◆ BAGIAN TEKS
-=-=-

"Sesungguhnya mereka itu adalah pemuda-pemuda (fityah) yg beriman kepada Rabb mereka. Dan Kami tambahkan kepada mereka petunjuk". {Terjemah QS. Al-Kahfi : 13}

"Hai orang-orang yang beriman, bertakwalah kepada Allah dengan sebenar-benar takwa kepada-Nya, dan janganlah sekali-kali kamu mati melainkan dalam keadaan beragama Islam". {Terjemah QS. Ali 'Imran : 102}

"Hai orang-orang beriman, jika kamu menolong (agama) Allah, niscaya Dia akan menolongmu dan meneguhkan kedudukanmu". {Terjemah QS. Muhammad : 7}

"Sesungguhnya aku telah meninggalkan kalian diatas sesuatu yang putih bersinar. Malamnya seperti siangnya. Tidak ada yang menyimpang darinya melainkan dia pasti binasa". {HR. Ibnu Majah}

"Berpegang teguhlah pada sunnahku dan sunnah para Khulafa' ur Rasyidin sesudahku. Berpegang teguhlah dan gigitlah sunnah itu dengan gerahammu. Jauhilah perkara-perkara baru (dalam agama). Karena sesunggguhnya setiap bid'ah adalah kesesatan". {HR. Abu Dawud dan At-Tirmidzi}

Sponsors

28 Juli 2013

Kisah-kisah Seputar Kelahiran Nabi ﷺ

Telah diriwayatkan berbagai macam kisah dan cerita seputar kehamilan Aminah saat mengandung Muhammad ﷺ. Disebutkan bahwa ia tidak pernah merasakan keringanan dan kemudahan seperti yang ia rasakan saat mengandung bayi tersebut. Disebutkan juga bahwa ia memakai jimat-jimat dari besi namun jimat-jimat itu terputus dengan sendirinya. Ia juga melihat kabar gembira dalam mimpinya tentang keagungan bayinya dan disuruh untuk menamakannya Muhammad. Dan saat bangun, ia mendapatkan sebuah lembaran dari emas yang berisi syair-syair agar ia berdoa dengannya. Kisah-kisah ini tidak ada satupun yang shahih.[1]

Demikian juga disebutkan dalam riwayat-riwayat yang sangat lemah bahwa saat bayi itu keluar, tidak seperti bayi pada umumnya, ia bertumpu dengan dua tangannya dan mengangkat kepalanya ke langit[2]. Dan bayi itu diletakkan di bawah sebuah periuk dari batu, dan periuk itu terbelah darinya agar pandangannya tetap mengarah ke langit[3]. Disebutkan bahwa bayi itu juga lahir dalam keadaan telah dikhitan[4], atau dikhitan oleh Jibril[5], atau dikhitan oleh kakeknya pada hari ketujuh yang kemudian membuat jamuan makan dan memberinya nama Muhammad.[6]

Kegembiraan Abdul Muttalib terhadap kelahiran cucu laki-lakinya dan kebaikannya untuk mengkhitan dan mengadakan jamuan makan menurut tradisi kaumnya adalah sebuah perkara yang wajar yang tidak membutuhkan dalil.

-=-=-

◆ DAFTAR TUGAS
A - Salin teks tentang kelahiran Nabi mulai dari "Demikian juga disebutkan" dan terus sampai "tidak membutuhkan dalil.", tanpa mengubah satu kata pun.
B - Teruskan teks tentang kelahiran Nabi, dimulai sesudah kalimat terakhirnya.

◆ CUPLIKAN DATA

-=-=-

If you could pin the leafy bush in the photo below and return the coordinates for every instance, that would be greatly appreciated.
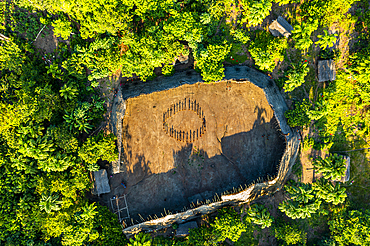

-=-=-

◆ HASIL PER TUGAS
A -
Demikian juga disebutkan dalam riwayat-riwayat yang sangat lemah bahwa saat bayi itu keluar, tidak seperti bayi pada umumnya, ia bertumpu dengan dua tangannya dan mengangkat kepalanya ke langit[2]. Dan bayi itu diletakkan di bawah sebuah periuk dari batu, dan periuk itu terbelah darinya agar pandangannya tetap mengarah ke langit[3]. Disebutkan bahwa bayi itu juga lahir dalam keadaan telah dikhitan[4], atau dikhitan oleh Jibril[5], atau dikhitan oleh kakeknya pada hari ketujuh yang kemudian membuat jamuan makan dan memberinya nama Muhammad.[6]

Kegembiraan Abdul Muttalib terhadap kelahiran cucu laki-lakinya dan kebaikannya untuk mengkhitan dan mengadakan jamuan makan menurut tradisi kaumnya adalah sebuah perkara yang wajar yang tidak membutuhkan dalil.

B -
Disebutkan juga dalam riwayat-riwayat yang maudhû’ (palsu) tentang teriakan jin yang memberi kabar gembira tentang kelahirannya, jatuhnya sebagian berhala di tempat-tempat penyembahan berhala di Makkah[7], berguncangnya istana Kisra Persia, runtuhnya balkon istana dan padamnya api sesembahan agama Majusi.[8]

Terdapat riwayat yang saling menguatkan yang mengangkatnya ke level hasan seputar kelahiran Nabi ﷺ, diantaranya adalah Aminah ketika melahirkan, ia melihat cahaya keluar dari dirinya, yang dari cahaya itu telah menerangi istana-istana di Bushra, Syam.[9][10]

——————————–

Footnotes :

[1] Riwayat Ibnu Sa’ad dari jalan periwayatan al-Waqidi, dan al-Waqidi “matrûk” (dtinggalkan haditsnya). Adz-Dzahabi juga meriwayatkannya dalam sirahnya dan pada sanadnya terdapat Jahm bin Abi Jahm, seorang yang “majhûl” (tidak dikenal).

[2] Diriwayatkan oleh Ibnu Ishaq dengan sanad yang lemah. Dan kelemahan itu tidak bisa dikuatkan oleh riwayat-riwayat al-Waqidi karena al-Waqidi “matrûk”. Demikian juga tidak bisa dikuatkan oleh riwayat-riwayat mursal dari beberapa Tabi’in karena kemungkinan periwayatan mereka berasal dari satu sumber.

[3] Hadits-haditsnya “mursal”; dalam Thabaqât Ibn Sa’ad dengan sanad yang hasan sampai kepada ‘Ikrimah, Dalâil Nubuwwah oleh al-Baihaqi dari riwayat mursal Abul Hakam at-Tannukhi, seorang tabi’i “majhûl”, dan dalam kitab ad-Dalâil oleh Abu Nu’aim dengan sanad yang “mu’dhal”.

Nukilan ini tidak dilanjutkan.